Text section:
------------------------------------
Pretrained Pipelines#

Spark NLP offers a variety of pretrained pipelines that will help you get started, and get a sense of how the library works. We are constantly working on improving the available content.

Downloading and using a pretrained pipeline#

In this example, Explain Document ML ("explain_document_ml") is a pretrained pipeline that does a little bit of everything NLP related.

Pretrained Pipelines can be used as a Spark ML Pipeline or a Spark NLP Light pipeline.

Note that the first time you run the below code it might take longer since it downloads the pretrained pipeline from our servers!

>>> from sparknlp.pretrained import PretrainedPipeline
>>> explain_document_pipeline = PretrainedPipeline("explain_document_ml")
explain_document_ml download started this may take some time.
Approx size to download 9.1 MB
[OK!]

As a Spark ML Pipeline#

>>> data = spark.createDataFrame([["We are very happy about Spark NLP"]]).toDF("text")
>>> result = explain_document_pipeline.model.transform(data).selectExpr("explode(pos)")
>>> result.show()
+--------------------+--------------------+--------------------+--------------------+--------------------+--------------------+--------------------+--------------------+
|                text|            document|            sentence|               token|               spell|              lemmas|               stems|                 pos|
+--------------------+--------------------+--------------------+--------------------+--------------------+--------------------+--------------------+--------------------+
|We are very happy...|[[document, 0, 32...|[[document, 0, 32...|[[token, 0, 1, We...|[[token, 0, 1, We...|[[token, 0, 1, We...|[[token, 0, 1, we...|[[pos, 0, 1, PRP,...|
+--------------------+--------------------+--------------------+--------------------+--------------------+--------------------+--------------------+--------------------+

As a Spark NLP LightPipeline#

>>> explain_document_pipeline.annotate("We are very happy about Spark NLP")
{'document': ['We are very happy about Spark NLP'],
 'lemmas': ['We', 'be', 'very', 'happy', 'about', 'Spark', 'NLP'],
 'pos': ['PRP', 'VBP', 'RB', 'JJ', 'IN', 'NNP', 'NNP'],
 'sentence': ['We are very happy about Spark NLP'],
 'spell': ['We', 'are', 'very', 'happy', 'about', 'Spark', 'NLP'],
 'stems': ['we', 'ar', 'veri', 'happi', 'about', 'spark', 'nlp'],
 'token': ['We', 'are', 'very', 'happy', 'about', 'Spark', 'NLP']}

Available Pipelines#

Please see the Pipelines Page for all available pipelines.

Alternatively you can also check for pretrained pipelines using ResourceDownloader.showPublicPipelines().

>>> ResourceDownloader.showPublicPipelines("en")
+------------------+------+---------+
| Pipeline         | lang | version |
+------------------+------+---------+
| dependency_parse | en   | 2.0.2   |
| check_spelling   | en   | 2.1.0   |
| match_datetime   | en   | 2.1.0   |
|  ...             | ...  | ...     |
------------------------------------
Entries pointing to named objects
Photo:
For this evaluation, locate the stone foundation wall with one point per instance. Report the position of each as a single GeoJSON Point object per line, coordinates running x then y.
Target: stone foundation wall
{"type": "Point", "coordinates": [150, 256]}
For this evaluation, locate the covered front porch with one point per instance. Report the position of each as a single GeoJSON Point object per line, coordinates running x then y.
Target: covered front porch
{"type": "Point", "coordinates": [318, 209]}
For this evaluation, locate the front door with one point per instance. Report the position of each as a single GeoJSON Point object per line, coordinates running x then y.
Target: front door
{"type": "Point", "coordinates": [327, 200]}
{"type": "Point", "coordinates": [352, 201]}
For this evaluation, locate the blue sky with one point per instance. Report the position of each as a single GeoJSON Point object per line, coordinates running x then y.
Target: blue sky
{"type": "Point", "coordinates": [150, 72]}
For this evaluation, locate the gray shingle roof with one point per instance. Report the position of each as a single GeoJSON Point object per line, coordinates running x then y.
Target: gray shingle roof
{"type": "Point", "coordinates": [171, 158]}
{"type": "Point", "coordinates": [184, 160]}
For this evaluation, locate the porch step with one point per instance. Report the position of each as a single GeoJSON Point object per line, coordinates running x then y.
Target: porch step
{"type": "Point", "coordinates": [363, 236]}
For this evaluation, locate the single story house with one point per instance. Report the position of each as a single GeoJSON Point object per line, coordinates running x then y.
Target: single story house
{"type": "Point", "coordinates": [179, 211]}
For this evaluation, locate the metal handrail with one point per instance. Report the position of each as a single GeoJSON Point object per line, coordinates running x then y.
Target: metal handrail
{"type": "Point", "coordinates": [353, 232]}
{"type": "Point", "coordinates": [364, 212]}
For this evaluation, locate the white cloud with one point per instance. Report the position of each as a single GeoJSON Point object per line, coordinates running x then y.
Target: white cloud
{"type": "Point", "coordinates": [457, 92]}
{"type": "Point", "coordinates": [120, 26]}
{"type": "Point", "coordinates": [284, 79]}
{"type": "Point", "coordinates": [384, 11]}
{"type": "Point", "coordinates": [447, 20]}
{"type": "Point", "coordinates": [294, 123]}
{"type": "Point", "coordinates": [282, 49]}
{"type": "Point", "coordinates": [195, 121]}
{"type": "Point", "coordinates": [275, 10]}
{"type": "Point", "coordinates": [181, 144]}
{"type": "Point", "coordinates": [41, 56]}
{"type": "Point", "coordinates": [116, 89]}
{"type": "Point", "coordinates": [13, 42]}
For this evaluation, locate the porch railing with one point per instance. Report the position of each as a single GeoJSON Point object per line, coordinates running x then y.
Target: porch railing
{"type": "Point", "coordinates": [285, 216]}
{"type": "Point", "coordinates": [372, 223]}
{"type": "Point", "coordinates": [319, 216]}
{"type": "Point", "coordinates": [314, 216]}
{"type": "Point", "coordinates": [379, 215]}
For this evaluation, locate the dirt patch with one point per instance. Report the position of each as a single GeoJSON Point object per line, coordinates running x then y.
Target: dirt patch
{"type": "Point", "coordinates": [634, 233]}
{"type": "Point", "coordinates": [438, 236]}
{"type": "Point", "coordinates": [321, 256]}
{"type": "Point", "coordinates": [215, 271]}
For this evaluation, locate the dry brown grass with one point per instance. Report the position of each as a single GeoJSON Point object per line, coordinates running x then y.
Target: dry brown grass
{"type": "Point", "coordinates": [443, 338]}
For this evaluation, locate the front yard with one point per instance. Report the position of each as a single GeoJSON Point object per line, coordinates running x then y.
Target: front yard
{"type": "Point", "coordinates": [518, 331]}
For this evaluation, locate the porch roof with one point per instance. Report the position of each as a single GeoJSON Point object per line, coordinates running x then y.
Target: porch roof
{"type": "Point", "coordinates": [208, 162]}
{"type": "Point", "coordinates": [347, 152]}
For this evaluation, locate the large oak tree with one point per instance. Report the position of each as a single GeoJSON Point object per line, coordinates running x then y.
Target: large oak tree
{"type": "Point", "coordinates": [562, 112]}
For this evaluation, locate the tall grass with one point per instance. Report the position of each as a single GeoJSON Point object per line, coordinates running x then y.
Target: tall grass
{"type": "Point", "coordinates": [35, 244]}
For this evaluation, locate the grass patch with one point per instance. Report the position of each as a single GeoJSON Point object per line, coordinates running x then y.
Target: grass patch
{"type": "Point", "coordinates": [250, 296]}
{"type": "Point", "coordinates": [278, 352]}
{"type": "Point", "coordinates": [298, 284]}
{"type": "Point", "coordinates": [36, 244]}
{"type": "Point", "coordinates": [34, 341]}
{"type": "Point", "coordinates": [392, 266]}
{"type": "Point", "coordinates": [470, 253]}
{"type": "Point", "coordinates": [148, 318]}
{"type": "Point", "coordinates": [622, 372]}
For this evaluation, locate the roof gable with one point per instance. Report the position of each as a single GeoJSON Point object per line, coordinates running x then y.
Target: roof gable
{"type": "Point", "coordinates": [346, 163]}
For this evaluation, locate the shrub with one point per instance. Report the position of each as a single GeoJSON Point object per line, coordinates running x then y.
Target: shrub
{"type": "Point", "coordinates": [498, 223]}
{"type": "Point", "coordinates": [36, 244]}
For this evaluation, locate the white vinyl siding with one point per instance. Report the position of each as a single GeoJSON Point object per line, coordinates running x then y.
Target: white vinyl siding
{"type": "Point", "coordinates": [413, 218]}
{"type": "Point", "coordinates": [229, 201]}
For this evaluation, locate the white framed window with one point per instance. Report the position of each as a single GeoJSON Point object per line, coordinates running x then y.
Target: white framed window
------------------------------------
Problem statement: Can you quote the part of the pretrained pipelines page that opens with the words containing "Please see the" and closes with "pipelines using ResourceDownloader.showPublicPipelines()."? The records have no role here.

The reply:
Please see the Pipelines Page for all available pipelines.

Alternatively you can also check for pretrained pipelines using ResourceDownloader.showPublicPipelines().